◆ Goal of the exercise: Show every line of the material below that contains the string "watermark". Matching is case-sensitive.

[Coordinate annotation entries]
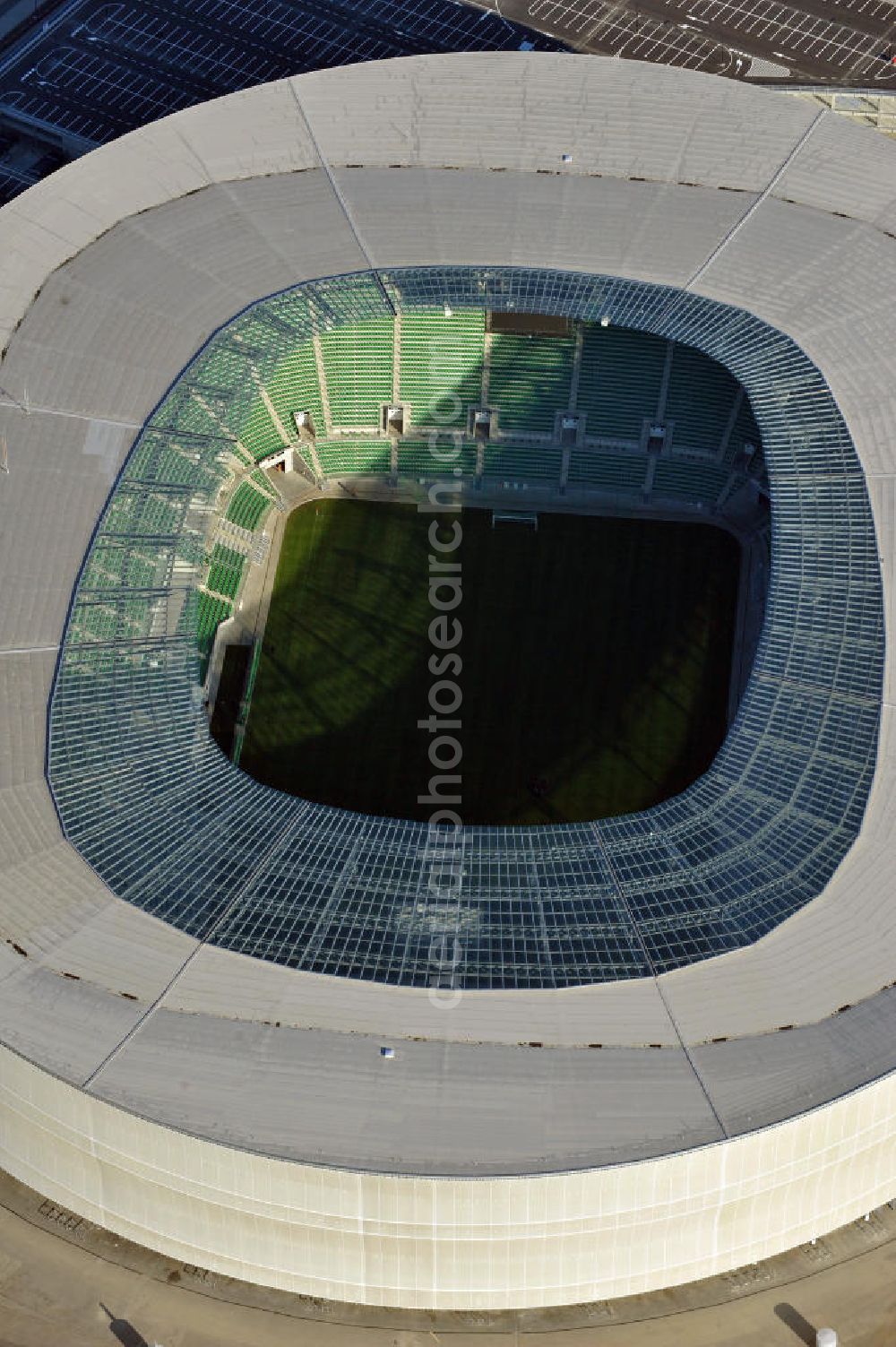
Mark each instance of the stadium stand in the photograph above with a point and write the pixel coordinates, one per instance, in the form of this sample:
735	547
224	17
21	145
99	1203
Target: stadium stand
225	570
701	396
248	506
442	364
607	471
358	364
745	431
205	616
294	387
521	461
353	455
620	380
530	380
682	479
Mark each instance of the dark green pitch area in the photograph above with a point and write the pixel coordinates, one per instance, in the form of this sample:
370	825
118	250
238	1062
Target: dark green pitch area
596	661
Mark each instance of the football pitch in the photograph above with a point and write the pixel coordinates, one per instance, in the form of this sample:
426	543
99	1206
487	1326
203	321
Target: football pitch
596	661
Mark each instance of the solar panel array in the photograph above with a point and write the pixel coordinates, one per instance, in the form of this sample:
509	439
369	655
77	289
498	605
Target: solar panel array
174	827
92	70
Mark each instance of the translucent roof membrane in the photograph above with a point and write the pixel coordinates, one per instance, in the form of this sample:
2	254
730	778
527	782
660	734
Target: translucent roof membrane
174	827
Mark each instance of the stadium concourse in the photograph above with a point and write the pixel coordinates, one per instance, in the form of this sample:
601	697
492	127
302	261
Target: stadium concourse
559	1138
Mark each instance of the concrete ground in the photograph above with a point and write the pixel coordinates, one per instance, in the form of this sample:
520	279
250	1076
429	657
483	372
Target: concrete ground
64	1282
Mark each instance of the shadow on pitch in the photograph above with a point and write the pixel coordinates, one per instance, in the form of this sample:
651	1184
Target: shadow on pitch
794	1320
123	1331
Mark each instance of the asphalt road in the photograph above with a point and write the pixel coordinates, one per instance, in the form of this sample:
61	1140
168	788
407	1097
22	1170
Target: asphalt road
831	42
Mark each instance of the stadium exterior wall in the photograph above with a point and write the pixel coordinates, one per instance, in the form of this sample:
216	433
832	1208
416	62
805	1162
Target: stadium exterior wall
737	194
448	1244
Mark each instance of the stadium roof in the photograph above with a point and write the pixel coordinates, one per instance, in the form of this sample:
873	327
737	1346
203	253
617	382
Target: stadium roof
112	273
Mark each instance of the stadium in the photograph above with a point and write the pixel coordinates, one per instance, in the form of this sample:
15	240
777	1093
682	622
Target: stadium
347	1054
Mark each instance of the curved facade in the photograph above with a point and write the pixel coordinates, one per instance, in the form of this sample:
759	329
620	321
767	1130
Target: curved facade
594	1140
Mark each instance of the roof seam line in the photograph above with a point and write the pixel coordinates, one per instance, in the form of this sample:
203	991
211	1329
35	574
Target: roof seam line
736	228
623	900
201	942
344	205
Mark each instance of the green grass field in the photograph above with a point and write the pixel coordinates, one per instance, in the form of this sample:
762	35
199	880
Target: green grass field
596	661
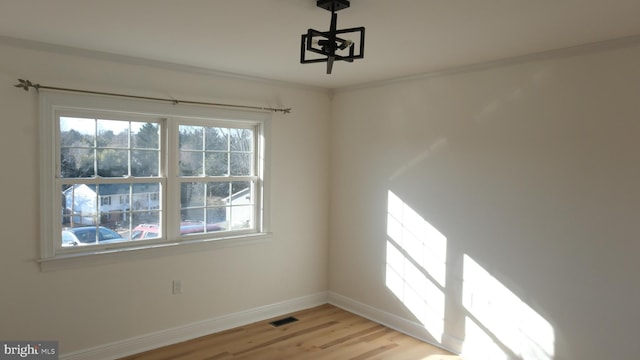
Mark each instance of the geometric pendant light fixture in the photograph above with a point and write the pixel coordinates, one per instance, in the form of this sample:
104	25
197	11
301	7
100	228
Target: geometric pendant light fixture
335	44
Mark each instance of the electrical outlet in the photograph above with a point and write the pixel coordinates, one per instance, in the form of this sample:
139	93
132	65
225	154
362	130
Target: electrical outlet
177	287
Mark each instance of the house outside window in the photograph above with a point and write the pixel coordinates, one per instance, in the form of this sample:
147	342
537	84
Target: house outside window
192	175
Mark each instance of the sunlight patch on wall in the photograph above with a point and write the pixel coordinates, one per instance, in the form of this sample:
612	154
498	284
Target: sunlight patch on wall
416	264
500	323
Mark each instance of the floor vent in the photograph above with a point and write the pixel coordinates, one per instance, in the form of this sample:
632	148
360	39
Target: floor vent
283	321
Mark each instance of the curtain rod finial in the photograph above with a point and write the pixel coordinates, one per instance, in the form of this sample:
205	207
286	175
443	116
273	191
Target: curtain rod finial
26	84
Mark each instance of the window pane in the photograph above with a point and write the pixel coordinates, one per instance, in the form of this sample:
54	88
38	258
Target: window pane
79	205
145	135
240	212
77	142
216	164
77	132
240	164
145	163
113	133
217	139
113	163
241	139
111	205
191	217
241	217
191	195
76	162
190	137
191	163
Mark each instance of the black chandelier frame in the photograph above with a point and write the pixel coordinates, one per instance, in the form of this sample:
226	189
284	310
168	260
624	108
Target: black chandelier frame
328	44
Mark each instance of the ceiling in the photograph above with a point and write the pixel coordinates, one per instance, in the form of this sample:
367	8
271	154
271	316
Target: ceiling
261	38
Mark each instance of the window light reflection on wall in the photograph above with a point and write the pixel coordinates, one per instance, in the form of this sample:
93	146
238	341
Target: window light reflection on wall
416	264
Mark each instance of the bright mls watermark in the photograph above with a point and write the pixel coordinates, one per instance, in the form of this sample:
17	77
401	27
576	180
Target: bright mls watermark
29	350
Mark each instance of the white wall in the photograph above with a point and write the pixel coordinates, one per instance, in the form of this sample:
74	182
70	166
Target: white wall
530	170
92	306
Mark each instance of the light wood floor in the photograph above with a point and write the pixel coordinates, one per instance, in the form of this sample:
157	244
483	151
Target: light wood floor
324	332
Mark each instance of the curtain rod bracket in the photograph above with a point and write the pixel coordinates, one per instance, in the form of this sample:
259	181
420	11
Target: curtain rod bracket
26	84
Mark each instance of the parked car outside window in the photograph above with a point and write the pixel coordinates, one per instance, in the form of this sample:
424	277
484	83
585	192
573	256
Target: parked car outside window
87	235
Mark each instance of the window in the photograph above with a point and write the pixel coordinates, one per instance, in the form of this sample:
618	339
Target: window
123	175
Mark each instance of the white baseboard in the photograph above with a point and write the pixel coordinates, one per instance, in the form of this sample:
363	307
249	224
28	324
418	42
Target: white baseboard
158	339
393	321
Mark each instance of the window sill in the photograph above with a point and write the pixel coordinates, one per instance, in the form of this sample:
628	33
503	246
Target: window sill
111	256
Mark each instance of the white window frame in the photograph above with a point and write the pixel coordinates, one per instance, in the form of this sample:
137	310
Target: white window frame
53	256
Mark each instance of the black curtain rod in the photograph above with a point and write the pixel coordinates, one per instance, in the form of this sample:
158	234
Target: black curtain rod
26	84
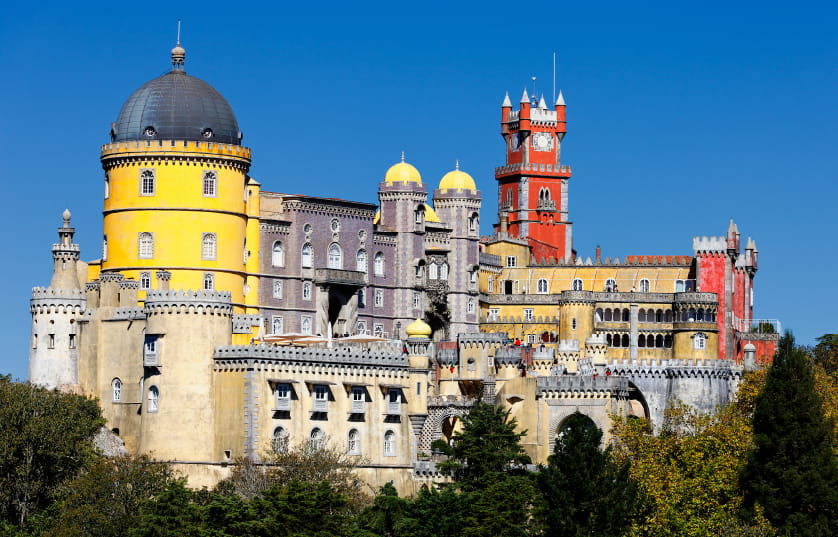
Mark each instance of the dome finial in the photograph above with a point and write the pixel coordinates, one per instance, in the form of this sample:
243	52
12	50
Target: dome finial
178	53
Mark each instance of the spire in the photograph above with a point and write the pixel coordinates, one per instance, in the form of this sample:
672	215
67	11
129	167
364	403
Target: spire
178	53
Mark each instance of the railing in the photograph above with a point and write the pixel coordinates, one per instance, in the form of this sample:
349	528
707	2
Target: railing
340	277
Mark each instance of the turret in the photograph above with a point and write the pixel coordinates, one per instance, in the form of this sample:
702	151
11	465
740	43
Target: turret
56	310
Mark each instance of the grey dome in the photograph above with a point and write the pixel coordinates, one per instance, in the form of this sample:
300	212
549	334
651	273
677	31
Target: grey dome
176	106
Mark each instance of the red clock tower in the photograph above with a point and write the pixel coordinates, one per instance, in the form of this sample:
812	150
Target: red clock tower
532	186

...

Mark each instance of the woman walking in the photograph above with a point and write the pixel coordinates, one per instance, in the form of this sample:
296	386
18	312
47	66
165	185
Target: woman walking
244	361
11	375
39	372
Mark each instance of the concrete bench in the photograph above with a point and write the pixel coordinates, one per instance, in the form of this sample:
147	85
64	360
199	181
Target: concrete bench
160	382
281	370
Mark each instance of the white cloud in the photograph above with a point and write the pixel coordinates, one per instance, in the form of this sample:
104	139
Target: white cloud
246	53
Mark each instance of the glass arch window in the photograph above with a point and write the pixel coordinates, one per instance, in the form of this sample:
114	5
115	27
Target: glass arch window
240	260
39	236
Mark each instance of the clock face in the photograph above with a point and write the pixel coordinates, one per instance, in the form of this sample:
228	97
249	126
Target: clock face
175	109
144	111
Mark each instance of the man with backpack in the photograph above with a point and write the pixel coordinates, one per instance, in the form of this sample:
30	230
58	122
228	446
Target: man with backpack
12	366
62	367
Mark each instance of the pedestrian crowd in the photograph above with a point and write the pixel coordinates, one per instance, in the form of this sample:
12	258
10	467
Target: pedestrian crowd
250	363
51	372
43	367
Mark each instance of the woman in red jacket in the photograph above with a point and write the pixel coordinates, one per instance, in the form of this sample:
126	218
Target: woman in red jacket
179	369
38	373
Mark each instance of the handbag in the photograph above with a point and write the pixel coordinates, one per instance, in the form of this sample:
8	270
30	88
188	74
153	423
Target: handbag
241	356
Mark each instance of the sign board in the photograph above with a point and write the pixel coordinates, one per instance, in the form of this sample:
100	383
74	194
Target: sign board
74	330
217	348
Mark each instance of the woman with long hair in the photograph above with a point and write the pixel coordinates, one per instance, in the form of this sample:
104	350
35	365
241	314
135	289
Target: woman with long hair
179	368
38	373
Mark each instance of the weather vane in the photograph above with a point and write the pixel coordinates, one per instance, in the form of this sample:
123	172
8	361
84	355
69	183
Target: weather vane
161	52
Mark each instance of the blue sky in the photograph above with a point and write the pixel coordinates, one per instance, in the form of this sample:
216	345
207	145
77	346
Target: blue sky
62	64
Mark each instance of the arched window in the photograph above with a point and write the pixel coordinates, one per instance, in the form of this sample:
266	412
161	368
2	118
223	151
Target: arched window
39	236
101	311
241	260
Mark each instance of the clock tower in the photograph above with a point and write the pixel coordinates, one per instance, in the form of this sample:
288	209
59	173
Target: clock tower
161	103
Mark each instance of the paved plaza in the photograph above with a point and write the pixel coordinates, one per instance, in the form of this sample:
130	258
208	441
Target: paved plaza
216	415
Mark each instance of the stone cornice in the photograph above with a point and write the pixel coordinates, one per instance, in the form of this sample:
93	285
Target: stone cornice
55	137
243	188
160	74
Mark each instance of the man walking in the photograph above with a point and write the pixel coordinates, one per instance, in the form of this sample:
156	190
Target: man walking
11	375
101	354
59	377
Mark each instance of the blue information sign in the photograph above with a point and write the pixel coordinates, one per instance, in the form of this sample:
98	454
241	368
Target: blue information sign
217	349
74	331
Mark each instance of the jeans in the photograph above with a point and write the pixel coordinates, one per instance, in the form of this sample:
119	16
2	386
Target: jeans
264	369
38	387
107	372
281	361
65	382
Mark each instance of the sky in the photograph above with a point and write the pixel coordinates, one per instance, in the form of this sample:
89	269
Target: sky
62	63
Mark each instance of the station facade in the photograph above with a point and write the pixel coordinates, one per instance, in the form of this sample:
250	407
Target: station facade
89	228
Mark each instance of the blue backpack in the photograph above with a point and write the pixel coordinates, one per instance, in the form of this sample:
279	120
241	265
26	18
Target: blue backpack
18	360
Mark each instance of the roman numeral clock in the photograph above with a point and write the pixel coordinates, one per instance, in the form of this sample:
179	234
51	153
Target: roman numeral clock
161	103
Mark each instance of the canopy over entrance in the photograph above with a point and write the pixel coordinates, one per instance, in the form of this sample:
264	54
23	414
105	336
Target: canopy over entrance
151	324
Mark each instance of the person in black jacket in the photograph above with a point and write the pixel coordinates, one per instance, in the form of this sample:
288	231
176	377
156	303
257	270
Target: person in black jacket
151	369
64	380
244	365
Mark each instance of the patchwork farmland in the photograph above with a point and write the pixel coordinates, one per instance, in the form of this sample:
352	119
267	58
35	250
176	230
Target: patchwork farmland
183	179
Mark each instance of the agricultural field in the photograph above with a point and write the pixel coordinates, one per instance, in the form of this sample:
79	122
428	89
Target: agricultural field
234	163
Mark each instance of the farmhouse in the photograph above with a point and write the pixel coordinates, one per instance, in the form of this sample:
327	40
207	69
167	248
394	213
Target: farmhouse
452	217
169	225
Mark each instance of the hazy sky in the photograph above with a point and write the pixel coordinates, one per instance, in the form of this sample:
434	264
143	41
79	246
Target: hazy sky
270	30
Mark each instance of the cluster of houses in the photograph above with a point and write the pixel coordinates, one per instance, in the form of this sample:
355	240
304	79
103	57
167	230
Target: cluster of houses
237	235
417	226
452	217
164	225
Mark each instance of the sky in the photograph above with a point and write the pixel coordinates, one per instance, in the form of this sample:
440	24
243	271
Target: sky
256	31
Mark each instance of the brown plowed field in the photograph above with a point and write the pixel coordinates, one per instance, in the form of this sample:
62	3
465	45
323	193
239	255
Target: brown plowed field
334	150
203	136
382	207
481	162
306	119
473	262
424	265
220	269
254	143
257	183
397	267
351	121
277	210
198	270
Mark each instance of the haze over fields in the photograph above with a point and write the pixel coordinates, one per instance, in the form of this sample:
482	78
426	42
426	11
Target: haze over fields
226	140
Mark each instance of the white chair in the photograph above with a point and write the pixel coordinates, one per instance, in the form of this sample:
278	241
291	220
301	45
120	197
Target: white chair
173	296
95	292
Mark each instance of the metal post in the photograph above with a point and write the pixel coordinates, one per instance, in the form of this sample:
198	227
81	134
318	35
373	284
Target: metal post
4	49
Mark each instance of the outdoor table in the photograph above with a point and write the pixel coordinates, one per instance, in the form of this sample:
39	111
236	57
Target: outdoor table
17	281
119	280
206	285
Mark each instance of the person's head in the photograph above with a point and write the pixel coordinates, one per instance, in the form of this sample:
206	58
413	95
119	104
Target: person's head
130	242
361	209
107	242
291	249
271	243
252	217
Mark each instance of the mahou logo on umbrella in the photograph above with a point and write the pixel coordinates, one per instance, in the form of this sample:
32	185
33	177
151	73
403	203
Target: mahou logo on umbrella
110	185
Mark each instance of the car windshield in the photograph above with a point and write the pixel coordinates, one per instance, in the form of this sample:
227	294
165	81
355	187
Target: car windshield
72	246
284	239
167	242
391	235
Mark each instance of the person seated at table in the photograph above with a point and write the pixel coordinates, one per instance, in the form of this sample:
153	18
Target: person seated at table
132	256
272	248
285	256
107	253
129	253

==

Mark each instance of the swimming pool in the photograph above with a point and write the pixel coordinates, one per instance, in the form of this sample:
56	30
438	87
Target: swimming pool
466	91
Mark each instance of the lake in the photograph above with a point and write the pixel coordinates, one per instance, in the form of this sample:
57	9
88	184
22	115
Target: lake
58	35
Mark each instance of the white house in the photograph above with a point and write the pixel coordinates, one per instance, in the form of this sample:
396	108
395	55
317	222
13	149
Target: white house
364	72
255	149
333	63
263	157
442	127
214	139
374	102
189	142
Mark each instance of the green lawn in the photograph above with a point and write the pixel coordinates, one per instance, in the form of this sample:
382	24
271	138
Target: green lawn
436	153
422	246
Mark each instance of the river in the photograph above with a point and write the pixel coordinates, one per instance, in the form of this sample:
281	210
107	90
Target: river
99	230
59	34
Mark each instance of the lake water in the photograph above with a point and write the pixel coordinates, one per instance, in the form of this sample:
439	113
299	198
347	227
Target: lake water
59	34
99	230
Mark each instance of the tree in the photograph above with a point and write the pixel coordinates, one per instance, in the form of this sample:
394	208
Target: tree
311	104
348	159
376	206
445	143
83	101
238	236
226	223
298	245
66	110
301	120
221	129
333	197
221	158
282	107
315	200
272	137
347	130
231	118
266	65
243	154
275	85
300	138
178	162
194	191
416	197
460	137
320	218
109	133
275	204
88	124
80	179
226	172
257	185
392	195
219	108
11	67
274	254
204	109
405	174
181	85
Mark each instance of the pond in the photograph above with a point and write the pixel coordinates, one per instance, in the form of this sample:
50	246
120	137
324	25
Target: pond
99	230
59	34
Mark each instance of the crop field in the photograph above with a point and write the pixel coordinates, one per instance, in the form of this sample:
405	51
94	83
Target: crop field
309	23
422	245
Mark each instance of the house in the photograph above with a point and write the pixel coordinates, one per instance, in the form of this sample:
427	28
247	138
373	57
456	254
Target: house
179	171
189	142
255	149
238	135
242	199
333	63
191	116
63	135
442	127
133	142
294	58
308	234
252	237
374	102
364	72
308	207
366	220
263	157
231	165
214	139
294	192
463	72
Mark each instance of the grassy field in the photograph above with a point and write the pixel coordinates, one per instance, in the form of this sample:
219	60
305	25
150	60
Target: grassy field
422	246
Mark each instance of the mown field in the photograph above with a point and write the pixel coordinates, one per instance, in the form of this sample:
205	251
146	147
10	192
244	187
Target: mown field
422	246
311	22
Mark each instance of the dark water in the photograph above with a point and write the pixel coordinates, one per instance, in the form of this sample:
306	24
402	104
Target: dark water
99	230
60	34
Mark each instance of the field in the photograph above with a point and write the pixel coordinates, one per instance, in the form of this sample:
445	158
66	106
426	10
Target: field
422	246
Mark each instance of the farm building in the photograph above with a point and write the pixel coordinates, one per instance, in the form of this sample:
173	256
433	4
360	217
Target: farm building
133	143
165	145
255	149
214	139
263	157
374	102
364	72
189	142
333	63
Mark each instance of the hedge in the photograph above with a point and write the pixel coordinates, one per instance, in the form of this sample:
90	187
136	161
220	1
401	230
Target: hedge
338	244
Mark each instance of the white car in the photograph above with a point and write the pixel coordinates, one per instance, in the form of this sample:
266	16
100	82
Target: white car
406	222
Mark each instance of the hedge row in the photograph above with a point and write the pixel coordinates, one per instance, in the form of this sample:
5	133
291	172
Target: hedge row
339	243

◆ Finished exercise:
Mark each instance of the bright mls watermark in the photograph above with a point and write the pixel coordinates, one per instance, in the form of this sample:
Target: bright mls watermark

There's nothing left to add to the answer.